*Stated problem 1*: Pull out every line in the rows below that contains the word "bird", and copy each of those lines in full.

*Source extract*:
____
An Examined Life

Marjorie Barlow and the Alexander Technique

An Examined Life is a series of edited conversations that took place between Marjory Barlow and Trevor Allan Davies between 1995-2000. It has fourteen chapters and eight appendices, two of which are Marjory’s 1965 and 1995 Memorial Lectures. Marjory is careful to remind us in the Foreword that the book only represents the F.M. she knew and only relates her impressions and understandings of what took place, and that her book is not meant to deny or replace other people’s experiences or opinions. As such, this book is a MUST for any serious student of Alexander’s work.

Marjory Barlow was born in 1915 and started having lessons with her uncle, F.M.Alexander, in 1932 at the age of 17. After graduating from the first teacher-training course in 1936, at the age of 21, she worked as an assistant teacher at Ashley Place. She married Dr. Wilfred Barlow and later started her own teaching practice. In 1950, she and Dr Barlow, “Bill”, started their own teacher-training course. 

Marjory’s utter dedication to the work is apparent in these conversations. The work transformed her life. For a woman of her time, it must not have been easy to juggle being a wife and a mother with a teaching career, and then to be torn between loyalties towards her uncle and her husband after a major family rift in 1949. As a result of this, the Barlows did not see F.M. in the last six years of his life and I was very moved to think how very hard this must have been for her.

Marjory shares invaluable recollections of her uncle as a man, teacher and originator of the work. These recollections tell us a lot about the development of his work and the people around him including the political divisions inherent in the profession, particularly since F.M.’s death. These deeply personal and intimate revelations help build up a picture of F.M. in his time and this has made him more real for me.
____
*Material supplied*:
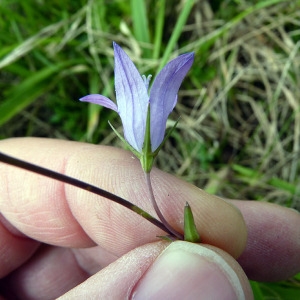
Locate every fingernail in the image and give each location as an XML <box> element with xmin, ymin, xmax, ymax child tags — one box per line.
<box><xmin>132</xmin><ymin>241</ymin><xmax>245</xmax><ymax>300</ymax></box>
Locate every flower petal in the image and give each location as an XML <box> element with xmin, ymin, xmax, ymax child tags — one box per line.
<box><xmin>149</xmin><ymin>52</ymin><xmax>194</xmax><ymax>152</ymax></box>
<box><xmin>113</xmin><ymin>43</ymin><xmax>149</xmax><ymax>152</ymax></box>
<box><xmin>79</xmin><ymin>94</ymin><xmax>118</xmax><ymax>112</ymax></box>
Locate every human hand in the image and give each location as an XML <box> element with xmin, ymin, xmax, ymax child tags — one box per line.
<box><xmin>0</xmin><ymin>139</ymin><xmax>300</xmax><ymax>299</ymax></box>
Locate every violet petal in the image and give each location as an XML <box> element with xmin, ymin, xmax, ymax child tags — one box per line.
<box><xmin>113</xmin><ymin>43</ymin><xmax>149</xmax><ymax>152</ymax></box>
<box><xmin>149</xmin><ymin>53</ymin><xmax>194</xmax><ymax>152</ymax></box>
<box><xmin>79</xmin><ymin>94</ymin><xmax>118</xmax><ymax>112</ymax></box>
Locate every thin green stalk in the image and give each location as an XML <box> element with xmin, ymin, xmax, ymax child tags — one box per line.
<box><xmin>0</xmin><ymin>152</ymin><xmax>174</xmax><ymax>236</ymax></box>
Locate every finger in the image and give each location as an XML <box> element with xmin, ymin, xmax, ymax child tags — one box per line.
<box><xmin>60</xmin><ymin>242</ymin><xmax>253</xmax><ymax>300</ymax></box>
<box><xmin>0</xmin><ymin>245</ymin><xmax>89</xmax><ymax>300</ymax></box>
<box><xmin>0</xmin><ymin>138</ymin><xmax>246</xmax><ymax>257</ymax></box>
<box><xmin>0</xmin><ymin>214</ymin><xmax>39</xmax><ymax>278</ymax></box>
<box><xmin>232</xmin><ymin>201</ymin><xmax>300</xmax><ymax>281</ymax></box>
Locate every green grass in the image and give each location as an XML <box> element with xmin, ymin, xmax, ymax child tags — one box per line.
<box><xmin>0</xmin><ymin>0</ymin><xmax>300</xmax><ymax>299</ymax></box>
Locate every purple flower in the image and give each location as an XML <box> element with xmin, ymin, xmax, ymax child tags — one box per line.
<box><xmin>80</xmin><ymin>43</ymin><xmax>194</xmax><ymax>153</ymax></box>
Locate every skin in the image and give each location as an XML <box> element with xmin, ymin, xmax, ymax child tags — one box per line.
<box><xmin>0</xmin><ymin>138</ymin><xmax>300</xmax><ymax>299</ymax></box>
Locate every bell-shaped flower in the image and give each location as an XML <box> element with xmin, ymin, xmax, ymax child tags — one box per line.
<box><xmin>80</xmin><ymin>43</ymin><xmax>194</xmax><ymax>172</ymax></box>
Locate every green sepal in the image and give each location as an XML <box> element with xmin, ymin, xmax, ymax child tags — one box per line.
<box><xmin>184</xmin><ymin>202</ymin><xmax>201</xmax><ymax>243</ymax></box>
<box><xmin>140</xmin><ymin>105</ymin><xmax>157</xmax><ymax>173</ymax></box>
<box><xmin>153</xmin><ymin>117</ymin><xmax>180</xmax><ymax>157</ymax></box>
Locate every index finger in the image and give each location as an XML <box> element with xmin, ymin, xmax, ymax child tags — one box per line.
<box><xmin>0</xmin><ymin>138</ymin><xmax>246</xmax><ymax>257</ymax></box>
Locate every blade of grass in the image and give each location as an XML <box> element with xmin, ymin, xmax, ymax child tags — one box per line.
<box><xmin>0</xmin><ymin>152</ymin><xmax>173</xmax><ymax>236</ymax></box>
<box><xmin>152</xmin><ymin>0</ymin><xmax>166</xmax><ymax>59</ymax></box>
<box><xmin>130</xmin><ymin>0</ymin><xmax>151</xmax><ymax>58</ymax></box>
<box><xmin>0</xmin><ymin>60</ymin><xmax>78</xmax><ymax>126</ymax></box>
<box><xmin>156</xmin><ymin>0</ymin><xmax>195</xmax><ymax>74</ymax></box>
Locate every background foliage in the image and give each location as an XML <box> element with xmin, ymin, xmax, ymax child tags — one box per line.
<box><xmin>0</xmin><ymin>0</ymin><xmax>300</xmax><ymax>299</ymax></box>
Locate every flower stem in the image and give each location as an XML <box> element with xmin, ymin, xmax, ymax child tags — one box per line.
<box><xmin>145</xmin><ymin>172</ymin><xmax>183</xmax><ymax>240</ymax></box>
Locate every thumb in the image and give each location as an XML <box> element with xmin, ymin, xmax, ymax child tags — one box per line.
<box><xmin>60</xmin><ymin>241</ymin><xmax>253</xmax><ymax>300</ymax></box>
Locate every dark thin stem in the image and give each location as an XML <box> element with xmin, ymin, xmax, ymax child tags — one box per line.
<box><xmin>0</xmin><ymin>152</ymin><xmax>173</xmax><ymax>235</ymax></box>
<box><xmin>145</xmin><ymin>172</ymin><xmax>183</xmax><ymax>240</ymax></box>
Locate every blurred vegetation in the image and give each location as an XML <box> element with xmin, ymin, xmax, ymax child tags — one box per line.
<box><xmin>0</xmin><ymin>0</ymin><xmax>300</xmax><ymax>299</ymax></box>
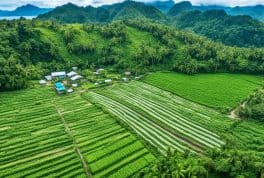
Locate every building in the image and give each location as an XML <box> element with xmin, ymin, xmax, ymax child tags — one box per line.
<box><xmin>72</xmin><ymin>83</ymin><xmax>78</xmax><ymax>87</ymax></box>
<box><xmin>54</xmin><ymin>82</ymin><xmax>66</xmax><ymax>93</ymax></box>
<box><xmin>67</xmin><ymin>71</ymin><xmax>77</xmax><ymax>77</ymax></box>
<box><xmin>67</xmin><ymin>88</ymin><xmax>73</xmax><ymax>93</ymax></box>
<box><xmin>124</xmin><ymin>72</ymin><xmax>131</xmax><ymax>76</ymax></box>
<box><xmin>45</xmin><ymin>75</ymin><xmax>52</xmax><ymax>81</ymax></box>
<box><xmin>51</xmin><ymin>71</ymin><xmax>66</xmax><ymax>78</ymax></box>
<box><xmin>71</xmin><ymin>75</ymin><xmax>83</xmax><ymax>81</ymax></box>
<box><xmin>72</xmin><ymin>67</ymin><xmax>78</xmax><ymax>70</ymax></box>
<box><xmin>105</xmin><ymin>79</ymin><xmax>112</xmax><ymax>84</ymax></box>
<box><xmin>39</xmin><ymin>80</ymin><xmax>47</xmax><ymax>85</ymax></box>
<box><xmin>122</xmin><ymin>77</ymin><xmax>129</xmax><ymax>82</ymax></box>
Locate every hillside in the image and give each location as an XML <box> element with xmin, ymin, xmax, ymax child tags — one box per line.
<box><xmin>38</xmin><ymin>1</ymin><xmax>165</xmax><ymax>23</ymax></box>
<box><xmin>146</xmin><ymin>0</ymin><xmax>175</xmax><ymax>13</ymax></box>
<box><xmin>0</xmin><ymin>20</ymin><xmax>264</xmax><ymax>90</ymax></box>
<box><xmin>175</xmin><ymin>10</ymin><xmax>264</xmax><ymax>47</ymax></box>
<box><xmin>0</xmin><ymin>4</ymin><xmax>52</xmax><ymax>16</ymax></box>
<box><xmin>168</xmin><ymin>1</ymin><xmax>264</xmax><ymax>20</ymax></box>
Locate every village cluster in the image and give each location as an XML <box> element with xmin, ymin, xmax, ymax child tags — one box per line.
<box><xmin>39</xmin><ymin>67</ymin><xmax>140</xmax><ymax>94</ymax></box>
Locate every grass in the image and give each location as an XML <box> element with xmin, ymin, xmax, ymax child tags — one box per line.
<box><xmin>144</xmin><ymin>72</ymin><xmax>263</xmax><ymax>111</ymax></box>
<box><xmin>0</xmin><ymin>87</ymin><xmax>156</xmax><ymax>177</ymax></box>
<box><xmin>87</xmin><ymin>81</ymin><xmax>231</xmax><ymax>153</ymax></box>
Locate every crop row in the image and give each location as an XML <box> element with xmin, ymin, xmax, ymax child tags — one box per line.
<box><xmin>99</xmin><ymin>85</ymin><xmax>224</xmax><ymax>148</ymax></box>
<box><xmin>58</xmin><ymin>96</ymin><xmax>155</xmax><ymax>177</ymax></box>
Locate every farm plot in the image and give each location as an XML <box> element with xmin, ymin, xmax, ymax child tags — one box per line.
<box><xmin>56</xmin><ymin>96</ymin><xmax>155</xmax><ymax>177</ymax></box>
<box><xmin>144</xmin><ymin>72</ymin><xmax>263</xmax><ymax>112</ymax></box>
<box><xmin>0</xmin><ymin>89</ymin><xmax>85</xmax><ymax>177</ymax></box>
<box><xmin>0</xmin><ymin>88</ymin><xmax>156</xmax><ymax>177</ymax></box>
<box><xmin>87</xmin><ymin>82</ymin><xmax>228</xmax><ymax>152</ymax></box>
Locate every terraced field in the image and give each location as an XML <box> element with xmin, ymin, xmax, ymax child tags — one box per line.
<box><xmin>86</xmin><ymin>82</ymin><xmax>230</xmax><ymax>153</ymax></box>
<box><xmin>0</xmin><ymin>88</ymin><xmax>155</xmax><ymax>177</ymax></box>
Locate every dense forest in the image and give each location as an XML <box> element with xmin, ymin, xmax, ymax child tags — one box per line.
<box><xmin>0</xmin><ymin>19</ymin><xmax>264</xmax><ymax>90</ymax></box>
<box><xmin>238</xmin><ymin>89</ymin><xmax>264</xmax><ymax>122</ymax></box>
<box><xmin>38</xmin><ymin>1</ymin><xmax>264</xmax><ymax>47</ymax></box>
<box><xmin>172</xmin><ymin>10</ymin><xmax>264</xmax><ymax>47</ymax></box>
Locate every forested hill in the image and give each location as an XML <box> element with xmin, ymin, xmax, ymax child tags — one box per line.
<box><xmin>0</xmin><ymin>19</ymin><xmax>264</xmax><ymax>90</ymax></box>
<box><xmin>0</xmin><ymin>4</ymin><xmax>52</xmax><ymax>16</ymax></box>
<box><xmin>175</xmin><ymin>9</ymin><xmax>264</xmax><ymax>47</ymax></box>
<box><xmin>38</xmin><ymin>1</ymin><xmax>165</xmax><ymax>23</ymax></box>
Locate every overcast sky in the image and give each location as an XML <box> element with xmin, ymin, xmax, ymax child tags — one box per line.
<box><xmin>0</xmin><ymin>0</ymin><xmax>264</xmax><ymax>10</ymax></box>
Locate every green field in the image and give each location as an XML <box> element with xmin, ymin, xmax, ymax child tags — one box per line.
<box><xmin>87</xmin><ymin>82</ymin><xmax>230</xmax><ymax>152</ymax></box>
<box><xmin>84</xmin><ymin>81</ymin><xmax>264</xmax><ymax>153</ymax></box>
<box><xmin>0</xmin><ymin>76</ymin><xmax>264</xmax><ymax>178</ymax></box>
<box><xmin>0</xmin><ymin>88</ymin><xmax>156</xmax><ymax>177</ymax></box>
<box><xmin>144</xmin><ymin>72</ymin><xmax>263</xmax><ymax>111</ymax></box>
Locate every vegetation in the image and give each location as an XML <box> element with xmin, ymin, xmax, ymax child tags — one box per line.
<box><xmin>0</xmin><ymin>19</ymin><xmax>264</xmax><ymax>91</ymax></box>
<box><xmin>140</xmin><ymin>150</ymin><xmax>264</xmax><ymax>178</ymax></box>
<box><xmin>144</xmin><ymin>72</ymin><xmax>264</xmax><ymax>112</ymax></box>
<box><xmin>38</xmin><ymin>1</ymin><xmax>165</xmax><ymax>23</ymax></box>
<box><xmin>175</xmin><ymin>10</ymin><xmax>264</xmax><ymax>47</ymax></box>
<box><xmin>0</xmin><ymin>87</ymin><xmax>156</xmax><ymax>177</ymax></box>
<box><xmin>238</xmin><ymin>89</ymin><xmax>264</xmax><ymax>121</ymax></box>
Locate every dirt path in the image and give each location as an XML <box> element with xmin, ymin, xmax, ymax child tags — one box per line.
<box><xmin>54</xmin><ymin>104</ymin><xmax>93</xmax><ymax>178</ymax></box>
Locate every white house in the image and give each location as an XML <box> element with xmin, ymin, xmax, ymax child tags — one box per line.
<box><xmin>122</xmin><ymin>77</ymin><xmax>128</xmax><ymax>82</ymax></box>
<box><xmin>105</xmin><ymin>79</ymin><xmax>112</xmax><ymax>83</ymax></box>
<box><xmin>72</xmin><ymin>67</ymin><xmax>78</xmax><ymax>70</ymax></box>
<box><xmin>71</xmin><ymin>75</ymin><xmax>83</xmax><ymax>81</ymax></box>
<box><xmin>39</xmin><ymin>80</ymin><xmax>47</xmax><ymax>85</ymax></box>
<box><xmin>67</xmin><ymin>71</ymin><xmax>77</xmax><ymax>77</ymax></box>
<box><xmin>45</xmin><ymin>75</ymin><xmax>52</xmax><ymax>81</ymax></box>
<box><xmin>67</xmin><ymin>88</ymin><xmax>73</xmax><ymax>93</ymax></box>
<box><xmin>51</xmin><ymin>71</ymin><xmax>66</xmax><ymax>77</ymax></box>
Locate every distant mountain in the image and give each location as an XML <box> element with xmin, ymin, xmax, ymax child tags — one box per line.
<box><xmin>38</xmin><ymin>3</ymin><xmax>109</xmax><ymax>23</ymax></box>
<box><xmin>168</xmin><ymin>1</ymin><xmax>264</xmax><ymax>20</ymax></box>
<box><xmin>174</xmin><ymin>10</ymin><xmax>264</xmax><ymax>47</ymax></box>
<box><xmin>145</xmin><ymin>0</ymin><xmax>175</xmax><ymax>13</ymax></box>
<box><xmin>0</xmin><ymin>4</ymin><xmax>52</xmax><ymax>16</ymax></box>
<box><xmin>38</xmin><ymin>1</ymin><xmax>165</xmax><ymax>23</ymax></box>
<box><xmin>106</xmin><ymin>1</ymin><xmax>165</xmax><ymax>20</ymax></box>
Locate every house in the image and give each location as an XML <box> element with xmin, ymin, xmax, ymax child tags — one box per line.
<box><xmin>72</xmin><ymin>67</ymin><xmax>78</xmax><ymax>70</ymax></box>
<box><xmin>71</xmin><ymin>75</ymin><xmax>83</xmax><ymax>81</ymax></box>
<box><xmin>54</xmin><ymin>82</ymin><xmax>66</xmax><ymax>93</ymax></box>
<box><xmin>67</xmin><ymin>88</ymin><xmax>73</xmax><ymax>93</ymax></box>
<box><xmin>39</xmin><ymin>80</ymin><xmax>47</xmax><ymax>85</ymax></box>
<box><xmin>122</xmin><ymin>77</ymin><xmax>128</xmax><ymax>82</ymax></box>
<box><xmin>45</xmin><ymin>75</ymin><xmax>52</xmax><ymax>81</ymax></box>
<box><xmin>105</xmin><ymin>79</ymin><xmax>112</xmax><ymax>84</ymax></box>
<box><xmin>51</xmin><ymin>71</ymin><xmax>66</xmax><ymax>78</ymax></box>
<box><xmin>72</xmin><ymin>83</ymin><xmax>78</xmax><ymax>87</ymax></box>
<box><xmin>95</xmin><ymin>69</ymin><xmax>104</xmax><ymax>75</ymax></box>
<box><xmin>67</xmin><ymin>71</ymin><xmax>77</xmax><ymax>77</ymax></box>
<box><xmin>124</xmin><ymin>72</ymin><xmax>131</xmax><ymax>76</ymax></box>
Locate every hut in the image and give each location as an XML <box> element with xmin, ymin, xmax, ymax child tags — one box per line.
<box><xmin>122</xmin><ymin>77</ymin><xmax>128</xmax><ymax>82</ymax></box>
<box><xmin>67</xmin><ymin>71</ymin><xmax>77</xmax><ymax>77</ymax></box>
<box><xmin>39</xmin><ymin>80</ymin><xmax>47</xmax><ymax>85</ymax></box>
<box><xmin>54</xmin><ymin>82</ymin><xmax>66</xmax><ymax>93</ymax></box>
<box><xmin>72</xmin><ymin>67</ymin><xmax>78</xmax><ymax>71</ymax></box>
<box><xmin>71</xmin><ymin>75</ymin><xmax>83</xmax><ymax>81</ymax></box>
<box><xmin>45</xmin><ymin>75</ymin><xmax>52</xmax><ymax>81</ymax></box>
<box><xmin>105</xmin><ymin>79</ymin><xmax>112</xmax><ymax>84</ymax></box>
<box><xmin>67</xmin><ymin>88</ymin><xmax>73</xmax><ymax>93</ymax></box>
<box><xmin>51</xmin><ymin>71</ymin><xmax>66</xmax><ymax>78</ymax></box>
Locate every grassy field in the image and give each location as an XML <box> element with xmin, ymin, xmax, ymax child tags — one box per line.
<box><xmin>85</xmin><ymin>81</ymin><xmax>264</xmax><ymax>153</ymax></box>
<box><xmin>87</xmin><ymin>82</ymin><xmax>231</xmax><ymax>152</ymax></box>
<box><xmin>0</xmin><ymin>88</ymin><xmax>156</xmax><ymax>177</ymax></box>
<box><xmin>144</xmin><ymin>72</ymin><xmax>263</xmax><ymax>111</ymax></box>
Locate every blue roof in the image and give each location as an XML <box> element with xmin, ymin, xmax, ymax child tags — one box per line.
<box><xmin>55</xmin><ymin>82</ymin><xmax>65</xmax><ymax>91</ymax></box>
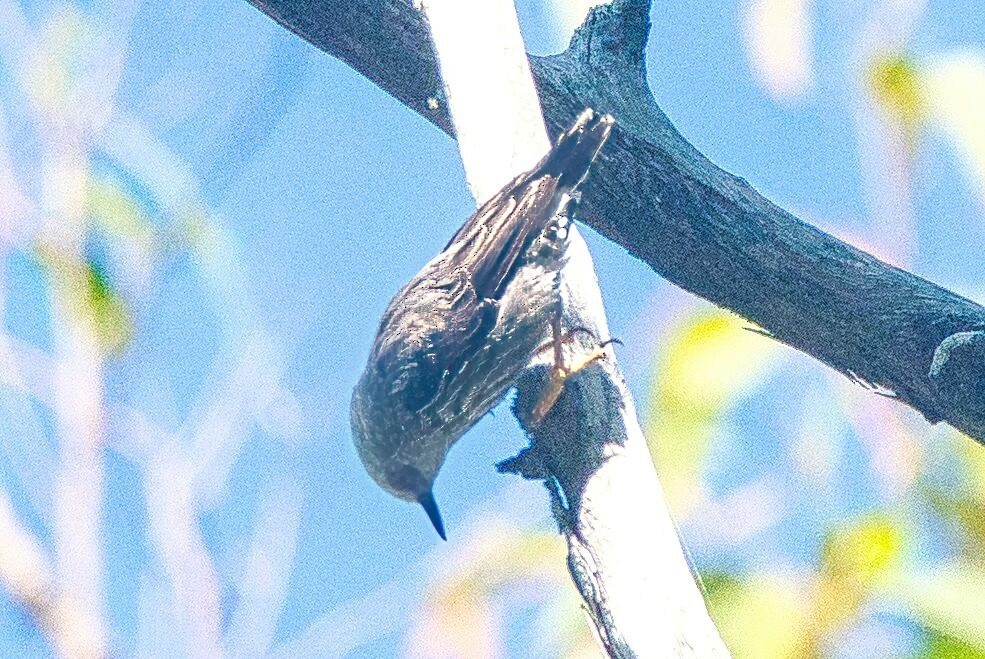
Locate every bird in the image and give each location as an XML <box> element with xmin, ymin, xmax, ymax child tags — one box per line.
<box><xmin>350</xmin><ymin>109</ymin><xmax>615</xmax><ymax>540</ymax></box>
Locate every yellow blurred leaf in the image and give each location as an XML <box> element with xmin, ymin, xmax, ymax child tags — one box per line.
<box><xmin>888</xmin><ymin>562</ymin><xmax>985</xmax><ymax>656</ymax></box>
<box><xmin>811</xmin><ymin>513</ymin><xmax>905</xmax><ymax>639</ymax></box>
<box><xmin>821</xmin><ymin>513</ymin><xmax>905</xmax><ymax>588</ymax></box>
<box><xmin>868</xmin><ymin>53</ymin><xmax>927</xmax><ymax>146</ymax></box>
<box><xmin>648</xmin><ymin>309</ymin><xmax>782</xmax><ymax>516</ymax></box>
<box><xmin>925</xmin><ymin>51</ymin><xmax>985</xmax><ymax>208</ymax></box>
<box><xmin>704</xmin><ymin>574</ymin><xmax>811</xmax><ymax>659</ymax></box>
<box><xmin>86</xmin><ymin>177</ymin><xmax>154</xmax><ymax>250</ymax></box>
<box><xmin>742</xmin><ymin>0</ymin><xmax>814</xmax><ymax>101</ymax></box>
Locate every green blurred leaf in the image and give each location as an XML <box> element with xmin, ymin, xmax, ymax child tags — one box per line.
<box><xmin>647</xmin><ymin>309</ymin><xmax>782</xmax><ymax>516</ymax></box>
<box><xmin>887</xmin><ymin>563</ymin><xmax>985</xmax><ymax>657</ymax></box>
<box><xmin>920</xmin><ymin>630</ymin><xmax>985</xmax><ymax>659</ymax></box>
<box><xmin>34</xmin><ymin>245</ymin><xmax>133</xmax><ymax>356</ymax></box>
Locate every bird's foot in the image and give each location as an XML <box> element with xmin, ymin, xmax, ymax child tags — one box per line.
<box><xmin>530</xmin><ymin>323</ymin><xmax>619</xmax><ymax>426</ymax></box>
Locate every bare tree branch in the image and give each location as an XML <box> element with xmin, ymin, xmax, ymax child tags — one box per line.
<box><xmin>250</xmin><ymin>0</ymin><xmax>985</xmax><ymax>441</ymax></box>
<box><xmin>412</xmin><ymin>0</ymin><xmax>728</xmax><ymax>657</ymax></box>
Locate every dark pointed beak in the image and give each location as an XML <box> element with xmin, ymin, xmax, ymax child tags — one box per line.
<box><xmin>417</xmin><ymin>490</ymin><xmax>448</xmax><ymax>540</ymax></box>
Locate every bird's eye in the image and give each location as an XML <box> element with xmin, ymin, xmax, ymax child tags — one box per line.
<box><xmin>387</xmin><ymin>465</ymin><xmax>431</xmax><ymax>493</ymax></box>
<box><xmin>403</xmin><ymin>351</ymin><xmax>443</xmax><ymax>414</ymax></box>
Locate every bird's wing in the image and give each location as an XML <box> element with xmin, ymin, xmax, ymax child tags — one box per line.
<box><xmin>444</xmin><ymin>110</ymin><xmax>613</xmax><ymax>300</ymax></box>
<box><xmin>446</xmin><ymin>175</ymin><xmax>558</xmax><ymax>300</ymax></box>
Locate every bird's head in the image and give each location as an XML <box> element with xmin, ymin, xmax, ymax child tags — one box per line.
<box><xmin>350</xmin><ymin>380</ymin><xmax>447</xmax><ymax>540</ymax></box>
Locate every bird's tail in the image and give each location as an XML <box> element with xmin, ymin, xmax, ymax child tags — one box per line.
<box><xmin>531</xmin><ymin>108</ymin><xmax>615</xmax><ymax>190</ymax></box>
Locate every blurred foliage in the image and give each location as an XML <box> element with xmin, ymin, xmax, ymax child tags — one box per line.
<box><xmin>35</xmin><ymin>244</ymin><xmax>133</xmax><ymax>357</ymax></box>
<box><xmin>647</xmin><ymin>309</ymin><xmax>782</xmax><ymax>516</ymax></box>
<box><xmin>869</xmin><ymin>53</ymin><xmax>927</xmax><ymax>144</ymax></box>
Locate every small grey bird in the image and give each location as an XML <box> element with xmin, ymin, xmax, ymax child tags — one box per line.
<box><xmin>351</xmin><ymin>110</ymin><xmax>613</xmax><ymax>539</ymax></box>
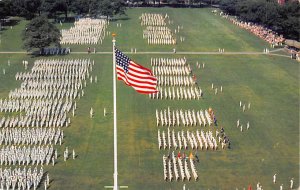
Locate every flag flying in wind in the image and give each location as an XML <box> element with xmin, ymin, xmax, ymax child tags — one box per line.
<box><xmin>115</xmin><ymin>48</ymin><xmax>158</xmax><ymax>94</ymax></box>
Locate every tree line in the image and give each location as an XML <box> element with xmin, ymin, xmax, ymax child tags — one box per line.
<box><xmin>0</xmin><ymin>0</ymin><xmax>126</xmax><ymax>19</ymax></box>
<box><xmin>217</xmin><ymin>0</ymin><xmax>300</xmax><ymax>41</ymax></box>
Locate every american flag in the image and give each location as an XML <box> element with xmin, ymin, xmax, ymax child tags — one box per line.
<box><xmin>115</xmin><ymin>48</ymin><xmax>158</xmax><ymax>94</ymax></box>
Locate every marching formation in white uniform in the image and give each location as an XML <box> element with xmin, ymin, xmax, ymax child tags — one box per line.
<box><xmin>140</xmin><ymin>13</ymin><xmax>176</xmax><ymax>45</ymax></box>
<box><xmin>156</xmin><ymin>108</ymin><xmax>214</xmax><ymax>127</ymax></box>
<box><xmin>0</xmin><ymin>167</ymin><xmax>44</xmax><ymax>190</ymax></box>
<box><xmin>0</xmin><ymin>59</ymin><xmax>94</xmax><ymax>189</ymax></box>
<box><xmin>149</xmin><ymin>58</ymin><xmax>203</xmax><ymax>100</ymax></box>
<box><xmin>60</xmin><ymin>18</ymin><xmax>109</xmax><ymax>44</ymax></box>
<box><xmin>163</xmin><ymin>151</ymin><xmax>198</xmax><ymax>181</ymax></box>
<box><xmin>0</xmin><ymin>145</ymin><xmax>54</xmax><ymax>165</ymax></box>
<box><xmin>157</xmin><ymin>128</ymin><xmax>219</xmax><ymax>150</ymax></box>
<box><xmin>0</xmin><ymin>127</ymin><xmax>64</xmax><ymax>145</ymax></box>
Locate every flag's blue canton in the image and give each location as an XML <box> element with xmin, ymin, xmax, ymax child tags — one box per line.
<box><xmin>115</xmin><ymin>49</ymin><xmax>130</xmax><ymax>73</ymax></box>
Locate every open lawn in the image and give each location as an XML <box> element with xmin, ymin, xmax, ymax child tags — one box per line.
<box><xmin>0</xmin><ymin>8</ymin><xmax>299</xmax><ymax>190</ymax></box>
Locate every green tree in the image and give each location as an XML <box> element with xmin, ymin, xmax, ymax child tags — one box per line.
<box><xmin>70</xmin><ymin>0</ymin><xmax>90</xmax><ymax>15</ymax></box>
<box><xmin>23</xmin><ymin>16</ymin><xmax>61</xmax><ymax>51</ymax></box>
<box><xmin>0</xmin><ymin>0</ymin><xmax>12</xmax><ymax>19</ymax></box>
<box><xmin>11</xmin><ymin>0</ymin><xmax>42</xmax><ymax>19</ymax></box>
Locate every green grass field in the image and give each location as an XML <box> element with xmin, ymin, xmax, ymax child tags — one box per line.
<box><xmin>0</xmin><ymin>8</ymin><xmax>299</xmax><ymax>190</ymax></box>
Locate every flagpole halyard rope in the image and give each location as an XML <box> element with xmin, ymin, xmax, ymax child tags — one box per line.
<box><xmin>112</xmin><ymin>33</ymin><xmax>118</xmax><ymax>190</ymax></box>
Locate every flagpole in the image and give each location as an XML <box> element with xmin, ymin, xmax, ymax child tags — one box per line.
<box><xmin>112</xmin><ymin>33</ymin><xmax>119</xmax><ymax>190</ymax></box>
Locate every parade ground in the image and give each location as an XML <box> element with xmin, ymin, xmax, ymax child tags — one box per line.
____
*Stated problem 2*: Reproduce the passage from the review of An Examined Life above word for word, from "Marjory’s utter dedication" to "real for me.".

*Written response 1*:
Locate every bird in the image and give each location as an XML <box> element with xmin, ymin, xmax, ymax child tags — one box per line.
Locate every bird's foot in the image and give each location as an XML <box> element with xmin, ymin, xmax, ymax child tags — one box per line.
Locate every bird's eye in the image and give each location as an XML <box> element with xmin, ymin, xmax, ymax child tags — one box per line.
Locate every bird's wing in the image and give each location as an XML <box> element with xmin, ymin, xmax, ymax child tags — one box per line.
Locate every bird's head in the image and give each location as an XML <box> element with xmin, ymin, xmax, ymax child tags — one box per line.
Locate every bird's tail in the image and give each location as an XML <box> element with xmin, ymin, xmax, ymax child tags — one box per line.
Locate every small grey bird in the image and give each location as an XML <box> element with xmin, ymin, xmax, ymax child tags — one box per line.

*Written response 2*:
Marjory’s utter dedication to the work is apparent in these conversations. The work transformed her life. For a woman of her time, it must not have been easy to juggle being a wife and a mother with a teaching career, and then to be torn between loyalties towards her uncle and her husband after a major family rift in 1949. As a result of this, the Barlows did not see F.M. in the last six years of his life and I was very moved to think how very hard this must have been for her.

Marjory shares invaluable recollections of her uncle as a man, teacher and originator of the work. These recollections tell us a lot about the development of his work and the people around him including the political divisions inherent in the profession, particularly since F.M.’s death. These deeply personal and intimate revelations help build up a picture of F.M. in his time and this has made him more real for me.